= Soal Tertulis A =
Hitung banyaknya baris data di bawah yang memuat kata "brown", dengan membedakan huruf besar dan kecil. Jawab hanya dengan angkanya.

= Potongan Teks =
╔══

Menkominfo Soal Draf RUU Penyiaran: Jurnalisme Investigasi Kenapa Dilarang?

Menteri Komunikasi dan Informatika Budi Arie Setiadi. (gemapos/kominfo)
Menteri Komunikasi dan Informatika Budi Arie Setiadi. (gemapos/kominfo)

Gemapos.ID (Jakarta) - Menteri Komunikasi dan Informatika Budi Arie Setiadi turut merespon ramai kritik terkait draf Revisi Undang-Undang (RUU) Nomor 32 Tahun 2022 Tentang Penyiaran. Budi Arie mempertanyakan adanya larangan penayangan eksklusif jurnalistik investigasi.

"Jurnalistik harus investigasi, masa dilarang? Jurnalistik harus terus berkembang karena tuntutan masyarakat juga berkembang," ujar Budi Arie di Jakarta, Selasa (14/5/2024).

Pada draf Revisi Undang-Undang (RUU) Nomor 32 Tahun 2022 Tentang Penyiaran, terdapat salah satu poin yang menyatakan larangan penayangan ekslusif jurnalistik investigasi.

Budi Arie menyampaikan bahwa draf Revisi UU Penyiaran tersebut hingga saat ini masih terus digodok dan bergulir di DPR RI.

"UU penyiaran lagi digodok," kata dia.

Diketahui, dalam pasal 56 ayat 2, pada RUU Penyiaran menyatakan selain memuat panduan kelayakan isi siaran dan konten siaran sebagaimana dimaksud pada ayat (1), Standar Isi Siaran (SIS) memuat larangan mengenai isi siaran dan konten siaran terkait narkotika, psikotropika, zat adiktif, alkohol, dan perjudian, rokok, penayangan eksklusif jurnalistik investigasi, penayangan suatu profesi atau tokoh yang memiliki perilaku atau gaya hidup negatif yang berpotensi ditiru oleh masyarakat.

╚══

Catatan dari sebuah dataset
╔══

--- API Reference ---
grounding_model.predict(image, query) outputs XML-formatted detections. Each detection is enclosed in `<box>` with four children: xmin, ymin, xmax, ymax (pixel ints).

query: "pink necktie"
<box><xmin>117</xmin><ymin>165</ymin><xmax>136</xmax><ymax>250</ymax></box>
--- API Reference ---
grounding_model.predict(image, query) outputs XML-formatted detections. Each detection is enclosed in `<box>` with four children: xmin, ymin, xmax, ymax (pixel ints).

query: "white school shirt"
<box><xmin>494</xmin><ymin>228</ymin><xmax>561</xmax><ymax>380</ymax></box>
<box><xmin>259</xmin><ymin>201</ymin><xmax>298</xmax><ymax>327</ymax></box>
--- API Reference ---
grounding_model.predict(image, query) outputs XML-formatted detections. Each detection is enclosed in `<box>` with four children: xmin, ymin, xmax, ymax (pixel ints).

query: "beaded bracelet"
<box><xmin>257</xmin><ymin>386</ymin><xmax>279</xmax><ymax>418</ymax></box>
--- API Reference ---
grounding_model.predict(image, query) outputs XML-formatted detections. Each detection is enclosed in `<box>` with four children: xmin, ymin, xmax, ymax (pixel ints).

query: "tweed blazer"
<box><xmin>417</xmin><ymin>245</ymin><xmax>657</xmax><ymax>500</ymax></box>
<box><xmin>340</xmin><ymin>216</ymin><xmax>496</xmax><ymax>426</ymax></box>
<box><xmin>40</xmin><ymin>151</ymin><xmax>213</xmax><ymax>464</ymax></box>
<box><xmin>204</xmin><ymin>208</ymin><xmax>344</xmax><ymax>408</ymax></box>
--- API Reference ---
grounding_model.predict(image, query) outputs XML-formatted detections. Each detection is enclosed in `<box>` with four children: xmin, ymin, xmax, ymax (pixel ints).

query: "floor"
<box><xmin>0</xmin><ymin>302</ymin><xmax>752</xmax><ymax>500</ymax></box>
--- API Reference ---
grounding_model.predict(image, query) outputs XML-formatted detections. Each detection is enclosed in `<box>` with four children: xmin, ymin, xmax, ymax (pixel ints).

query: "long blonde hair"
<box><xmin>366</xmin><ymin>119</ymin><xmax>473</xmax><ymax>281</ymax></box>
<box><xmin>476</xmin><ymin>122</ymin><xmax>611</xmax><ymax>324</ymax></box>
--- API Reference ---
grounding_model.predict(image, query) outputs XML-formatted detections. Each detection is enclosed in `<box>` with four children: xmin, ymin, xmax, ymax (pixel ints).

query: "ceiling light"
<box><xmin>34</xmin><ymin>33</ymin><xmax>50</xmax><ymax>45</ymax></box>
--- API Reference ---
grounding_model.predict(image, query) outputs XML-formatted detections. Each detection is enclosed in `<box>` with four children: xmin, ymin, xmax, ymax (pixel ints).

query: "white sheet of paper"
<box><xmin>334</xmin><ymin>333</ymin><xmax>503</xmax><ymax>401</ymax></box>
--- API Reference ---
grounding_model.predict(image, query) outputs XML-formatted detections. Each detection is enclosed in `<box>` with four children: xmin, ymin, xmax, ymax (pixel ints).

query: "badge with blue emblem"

╚══
╔══

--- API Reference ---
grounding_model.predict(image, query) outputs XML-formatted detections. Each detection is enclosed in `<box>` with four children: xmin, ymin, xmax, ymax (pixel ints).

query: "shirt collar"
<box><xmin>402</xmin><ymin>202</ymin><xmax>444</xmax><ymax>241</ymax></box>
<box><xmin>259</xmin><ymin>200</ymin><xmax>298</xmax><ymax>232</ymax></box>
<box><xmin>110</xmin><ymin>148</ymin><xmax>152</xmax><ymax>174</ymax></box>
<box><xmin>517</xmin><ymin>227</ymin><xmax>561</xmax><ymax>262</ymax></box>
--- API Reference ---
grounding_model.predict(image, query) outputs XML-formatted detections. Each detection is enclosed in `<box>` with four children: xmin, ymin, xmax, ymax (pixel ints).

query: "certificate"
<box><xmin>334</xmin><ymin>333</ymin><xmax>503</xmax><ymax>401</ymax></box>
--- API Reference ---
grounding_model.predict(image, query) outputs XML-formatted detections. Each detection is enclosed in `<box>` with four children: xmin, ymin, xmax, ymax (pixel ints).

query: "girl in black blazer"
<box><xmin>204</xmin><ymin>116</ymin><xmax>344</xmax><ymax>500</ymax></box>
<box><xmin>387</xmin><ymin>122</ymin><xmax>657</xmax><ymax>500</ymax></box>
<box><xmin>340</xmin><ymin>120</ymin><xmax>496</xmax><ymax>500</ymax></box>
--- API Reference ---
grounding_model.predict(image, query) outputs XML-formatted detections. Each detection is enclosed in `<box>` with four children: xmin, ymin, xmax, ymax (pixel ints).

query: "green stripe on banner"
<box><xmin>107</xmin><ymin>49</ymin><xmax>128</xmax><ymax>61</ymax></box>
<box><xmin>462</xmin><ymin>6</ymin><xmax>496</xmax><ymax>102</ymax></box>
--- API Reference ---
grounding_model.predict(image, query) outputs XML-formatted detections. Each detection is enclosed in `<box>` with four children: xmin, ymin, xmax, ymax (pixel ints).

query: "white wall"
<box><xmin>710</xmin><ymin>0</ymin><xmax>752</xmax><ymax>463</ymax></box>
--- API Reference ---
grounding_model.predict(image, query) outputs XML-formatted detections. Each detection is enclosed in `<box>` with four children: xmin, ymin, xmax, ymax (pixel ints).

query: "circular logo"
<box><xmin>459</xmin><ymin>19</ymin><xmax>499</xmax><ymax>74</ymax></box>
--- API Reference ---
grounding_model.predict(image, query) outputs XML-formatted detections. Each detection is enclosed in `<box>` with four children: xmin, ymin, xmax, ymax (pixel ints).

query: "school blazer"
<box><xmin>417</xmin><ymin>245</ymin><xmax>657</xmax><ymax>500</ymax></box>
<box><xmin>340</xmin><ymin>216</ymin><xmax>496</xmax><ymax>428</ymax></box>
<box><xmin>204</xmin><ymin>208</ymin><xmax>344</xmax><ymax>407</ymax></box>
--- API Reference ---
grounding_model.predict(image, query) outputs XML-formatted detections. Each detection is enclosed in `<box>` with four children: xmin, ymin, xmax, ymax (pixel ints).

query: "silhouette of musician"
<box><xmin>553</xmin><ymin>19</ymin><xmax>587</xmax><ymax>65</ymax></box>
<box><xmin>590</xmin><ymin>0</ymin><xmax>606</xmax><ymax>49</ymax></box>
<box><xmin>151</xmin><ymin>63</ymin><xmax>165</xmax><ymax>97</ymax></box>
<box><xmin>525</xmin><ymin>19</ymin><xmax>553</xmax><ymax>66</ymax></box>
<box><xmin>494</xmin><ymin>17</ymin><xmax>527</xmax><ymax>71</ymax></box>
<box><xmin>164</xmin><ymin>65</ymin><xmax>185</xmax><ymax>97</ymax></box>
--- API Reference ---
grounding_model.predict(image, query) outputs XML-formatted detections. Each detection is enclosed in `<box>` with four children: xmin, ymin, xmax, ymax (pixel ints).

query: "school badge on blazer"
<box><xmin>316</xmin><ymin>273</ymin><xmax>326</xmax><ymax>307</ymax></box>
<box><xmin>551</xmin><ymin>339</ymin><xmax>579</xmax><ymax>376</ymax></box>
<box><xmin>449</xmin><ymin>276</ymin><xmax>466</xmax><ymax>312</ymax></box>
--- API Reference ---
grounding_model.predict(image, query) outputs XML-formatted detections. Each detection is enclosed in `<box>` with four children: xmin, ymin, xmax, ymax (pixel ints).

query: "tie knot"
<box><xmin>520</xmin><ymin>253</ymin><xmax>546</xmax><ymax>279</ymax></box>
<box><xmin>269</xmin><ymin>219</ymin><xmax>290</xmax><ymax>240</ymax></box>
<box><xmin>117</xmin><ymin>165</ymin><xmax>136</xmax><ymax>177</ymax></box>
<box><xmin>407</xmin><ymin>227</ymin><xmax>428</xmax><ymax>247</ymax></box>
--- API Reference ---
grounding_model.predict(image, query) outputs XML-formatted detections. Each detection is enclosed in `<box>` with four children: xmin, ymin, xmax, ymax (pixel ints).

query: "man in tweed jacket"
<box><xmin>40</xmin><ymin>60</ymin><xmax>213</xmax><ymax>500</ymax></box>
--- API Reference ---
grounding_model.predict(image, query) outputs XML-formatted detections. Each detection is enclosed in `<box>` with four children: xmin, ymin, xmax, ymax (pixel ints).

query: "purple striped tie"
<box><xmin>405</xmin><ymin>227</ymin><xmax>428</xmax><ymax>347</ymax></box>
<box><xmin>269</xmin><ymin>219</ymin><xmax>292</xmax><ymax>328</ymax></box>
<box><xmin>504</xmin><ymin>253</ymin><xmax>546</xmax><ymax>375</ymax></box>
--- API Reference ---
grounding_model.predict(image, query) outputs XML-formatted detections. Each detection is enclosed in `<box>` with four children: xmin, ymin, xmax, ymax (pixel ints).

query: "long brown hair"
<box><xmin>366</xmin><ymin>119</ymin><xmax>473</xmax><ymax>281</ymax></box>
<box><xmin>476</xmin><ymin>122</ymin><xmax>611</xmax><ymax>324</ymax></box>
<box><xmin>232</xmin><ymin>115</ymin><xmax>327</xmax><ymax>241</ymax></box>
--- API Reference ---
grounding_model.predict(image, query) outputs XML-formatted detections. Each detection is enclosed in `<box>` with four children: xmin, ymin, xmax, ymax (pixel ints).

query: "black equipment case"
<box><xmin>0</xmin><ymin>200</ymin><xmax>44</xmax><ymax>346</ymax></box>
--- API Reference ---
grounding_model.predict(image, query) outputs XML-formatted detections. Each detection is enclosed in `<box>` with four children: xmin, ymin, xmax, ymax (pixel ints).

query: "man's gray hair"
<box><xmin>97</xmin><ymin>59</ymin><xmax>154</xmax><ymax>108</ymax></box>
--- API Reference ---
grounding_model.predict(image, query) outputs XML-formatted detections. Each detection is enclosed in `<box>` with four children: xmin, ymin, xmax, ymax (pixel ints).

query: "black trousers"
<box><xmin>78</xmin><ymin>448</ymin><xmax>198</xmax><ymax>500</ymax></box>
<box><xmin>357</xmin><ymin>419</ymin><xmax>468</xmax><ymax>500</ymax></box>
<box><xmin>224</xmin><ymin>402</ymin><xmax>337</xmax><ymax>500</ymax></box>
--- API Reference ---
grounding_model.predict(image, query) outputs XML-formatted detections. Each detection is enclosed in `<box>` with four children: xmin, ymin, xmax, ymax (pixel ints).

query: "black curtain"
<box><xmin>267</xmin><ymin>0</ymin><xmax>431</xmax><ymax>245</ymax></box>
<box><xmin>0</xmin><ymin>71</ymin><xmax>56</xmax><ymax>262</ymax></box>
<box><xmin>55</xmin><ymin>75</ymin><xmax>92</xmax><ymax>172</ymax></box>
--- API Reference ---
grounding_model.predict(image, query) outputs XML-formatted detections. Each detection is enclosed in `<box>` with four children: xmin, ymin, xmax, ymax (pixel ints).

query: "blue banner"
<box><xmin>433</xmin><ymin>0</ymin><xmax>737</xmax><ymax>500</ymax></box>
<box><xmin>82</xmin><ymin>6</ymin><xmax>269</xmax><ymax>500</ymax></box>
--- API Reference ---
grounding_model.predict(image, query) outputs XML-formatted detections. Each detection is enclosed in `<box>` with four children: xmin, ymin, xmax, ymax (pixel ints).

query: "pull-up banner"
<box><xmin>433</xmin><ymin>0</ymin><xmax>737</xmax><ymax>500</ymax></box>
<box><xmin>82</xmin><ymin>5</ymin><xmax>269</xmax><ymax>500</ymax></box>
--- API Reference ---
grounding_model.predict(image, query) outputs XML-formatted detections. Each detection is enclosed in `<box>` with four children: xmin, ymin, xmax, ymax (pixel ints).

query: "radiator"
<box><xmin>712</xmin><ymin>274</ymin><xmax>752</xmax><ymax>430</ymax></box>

╚══
╔══

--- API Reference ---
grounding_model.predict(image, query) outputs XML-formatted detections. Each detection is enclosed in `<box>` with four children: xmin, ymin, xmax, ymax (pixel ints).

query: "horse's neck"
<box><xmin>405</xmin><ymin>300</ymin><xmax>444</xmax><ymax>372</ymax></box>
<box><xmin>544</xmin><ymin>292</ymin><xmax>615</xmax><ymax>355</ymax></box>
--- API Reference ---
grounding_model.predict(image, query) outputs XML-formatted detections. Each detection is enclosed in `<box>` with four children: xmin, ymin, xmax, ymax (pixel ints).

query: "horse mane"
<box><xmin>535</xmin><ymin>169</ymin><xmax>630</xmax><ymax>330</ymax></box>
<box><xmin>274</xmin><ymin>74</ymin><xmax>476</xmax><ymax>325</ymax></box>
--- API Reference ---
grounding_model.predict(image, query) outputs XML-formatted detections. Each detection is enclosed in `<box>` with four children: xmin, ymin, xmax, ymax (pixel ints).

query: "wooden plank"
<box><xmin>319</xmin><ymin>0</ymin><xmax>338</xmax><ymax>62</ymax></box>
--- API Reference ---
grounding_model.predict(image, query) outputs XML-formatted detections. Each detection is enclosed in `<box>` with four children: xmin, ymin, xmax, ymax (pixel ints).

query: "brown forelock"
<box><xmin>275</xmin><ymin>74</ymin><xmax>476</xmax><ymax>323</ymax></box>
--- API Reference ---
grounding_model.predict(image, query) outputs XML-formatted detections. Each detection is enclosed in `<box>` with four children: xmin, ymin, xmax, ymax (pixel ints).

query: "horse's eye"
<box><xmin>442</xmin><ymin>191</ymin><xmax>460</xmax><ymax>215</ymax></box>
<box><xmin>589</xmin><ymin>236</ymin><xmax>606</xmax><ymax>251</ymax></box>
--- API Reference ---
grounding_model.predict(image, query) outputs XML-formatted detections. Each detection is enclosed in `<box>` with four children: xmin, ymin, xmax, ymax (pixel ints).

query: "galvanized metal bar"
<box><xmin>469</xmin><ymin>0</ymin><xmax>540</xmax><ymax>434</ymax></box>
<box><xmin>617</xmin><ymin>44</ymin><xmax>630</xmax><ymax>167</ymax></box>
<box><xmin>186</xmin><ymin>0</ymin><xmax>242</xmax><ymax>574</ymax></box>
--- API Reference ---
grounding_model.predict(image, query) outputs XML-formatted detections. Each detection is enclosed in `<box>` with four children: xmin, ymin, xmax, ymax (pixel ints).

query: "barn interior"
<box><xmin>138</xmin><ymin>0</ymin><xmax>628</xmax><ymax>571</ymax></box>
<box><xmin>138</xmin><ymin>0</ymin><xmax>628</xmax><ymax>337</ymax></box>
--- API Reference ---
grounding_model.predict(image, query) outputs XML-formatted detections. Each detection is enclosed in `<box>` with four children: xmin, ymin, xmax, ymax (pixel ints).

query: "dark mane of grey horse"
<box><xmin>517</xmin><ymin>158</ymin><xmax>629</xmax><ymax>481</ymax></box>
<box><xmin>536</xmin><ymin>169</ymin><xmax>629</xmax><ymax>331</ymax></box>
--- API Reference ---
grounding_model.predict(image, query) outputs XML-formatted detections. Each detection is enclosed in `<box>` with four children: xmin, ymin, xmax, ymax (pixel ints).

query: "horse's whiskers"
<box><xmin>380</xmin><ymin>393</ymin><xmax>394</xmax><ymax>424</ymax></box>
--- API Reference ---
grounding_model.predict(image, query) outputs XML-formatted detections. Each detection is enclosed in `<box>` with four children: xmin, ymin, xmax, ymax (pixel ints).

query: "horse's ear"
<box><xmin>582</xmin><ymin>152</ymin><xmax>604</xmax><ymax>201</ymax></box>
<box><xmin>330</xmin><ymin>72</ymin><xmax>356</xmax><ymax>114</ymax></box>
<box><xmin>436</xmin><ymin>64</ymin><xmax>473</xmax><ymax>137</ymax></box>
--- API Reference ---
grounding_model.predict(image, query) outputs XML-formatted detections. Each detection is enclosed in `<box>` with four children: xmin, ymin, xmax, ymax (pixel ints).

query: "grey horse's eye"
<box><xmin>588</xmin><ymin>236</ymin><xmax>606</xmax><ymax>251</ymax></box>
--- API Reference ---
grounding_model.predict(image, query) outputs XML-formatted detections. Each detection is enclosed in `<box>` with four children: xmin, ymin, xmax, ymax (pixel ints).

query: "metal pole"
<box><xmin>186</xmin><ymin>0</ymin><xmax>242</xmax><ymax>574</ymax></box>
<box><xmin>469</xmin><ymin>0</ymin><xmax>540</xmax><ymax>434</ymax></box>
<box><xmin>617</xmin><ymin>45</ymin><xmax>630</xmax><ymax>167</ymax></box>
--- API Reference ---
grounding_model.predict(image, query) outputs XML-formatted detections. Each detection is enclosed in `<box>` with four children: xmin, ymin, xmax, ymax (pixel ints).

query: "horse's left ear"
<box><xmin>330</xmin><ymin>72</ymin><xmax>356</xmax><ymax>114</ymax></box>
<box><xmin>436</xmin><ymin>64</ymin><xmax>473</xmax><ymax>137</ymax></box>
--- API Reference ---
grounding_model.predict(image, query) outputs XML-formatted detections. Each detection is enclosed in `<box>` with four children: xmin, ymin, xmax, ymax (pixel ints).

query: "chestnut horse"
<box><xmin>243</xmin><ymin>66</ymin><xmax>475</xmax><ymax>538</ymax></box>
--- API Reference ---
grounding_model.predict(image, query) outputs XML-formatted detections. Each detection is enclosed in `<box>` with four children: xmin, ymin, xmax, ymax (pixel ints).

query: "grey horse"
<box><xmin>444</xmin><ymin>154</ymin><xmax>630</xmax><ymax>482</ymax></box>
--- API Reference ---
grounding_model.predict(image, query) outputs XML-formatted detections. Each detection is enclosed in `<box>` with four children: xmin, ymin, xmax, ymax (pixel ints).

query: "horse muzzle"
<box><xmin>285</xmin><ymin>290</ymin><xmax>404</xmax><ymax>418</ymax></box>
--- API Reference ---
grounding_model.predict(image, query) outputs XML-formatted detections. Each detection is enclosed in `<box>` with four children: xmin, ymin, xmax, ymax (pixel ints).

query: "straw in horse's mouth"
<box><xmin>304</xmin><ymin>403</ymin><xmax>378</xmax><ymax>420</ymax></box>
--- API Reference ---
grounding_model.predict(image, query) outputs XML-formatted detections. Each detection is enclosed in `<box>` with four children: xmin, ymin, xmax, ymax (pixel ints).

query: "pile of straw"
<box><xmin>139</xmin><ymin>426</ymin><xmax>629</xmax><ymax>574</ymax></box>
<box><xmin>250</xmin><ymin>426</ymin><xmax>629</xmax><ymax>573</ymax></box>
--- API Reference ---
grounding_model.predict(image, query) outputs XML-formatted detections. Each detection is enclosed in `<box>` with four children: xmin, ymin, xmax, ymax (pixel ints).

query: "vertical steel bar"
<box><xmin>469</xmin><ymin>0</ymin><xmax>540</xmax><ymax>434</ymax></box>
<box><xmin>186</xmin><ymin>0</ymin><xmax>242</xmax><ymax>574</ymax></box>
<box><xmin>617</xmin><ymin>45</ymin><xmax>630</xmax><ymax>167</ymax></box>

╚══

= Soal Tertulis B =
Tuliskan ulang dengan tepat bagian berita tentang draf RUU Penyiaran di atas, mulai dari "Pada draf Revisi" terus sampai "ditiru oleh masyarakat.".

= Jawaban Latihan A =
2

= Jawaban Latihan B =
Pada draf Revisi Undang-Undang (RUU) Nomor 32 Tahun 2022 Tentang Penyiaran, terdapat salah satu poin yang menyatakan larangan penayangan ekslusif jurnalistik investigasi.

Budi Arie menyampaikan bahwa draf Revisi UU Penyiaran tersebut hingga saat ini masih terus digodok dan bergulir di DPR RI.

"UU penyiaran lagi digodok," kata dia.

Diketahui, dalam pasal 56 ayat 2, pada RUU Penyiaran menyatakan selain memuat panduan kelayakan isi siaran dan konten siaran sebagaimana dimaksud pada ayat (1), Standar Isi Siaran (SIS) memuat larangan mengenai isi siaran dan konten siaran terkait narkotika, psikotropika, zat adiktif, alkohol, dan perjudian, rokok, penayangan eksklusif jurnalistik investigasi, penayangan suatu profesi atau tokoh yang memiliki perilaku atau gaya hidup negatif yang berpotensi ditiru oleh masyarakat.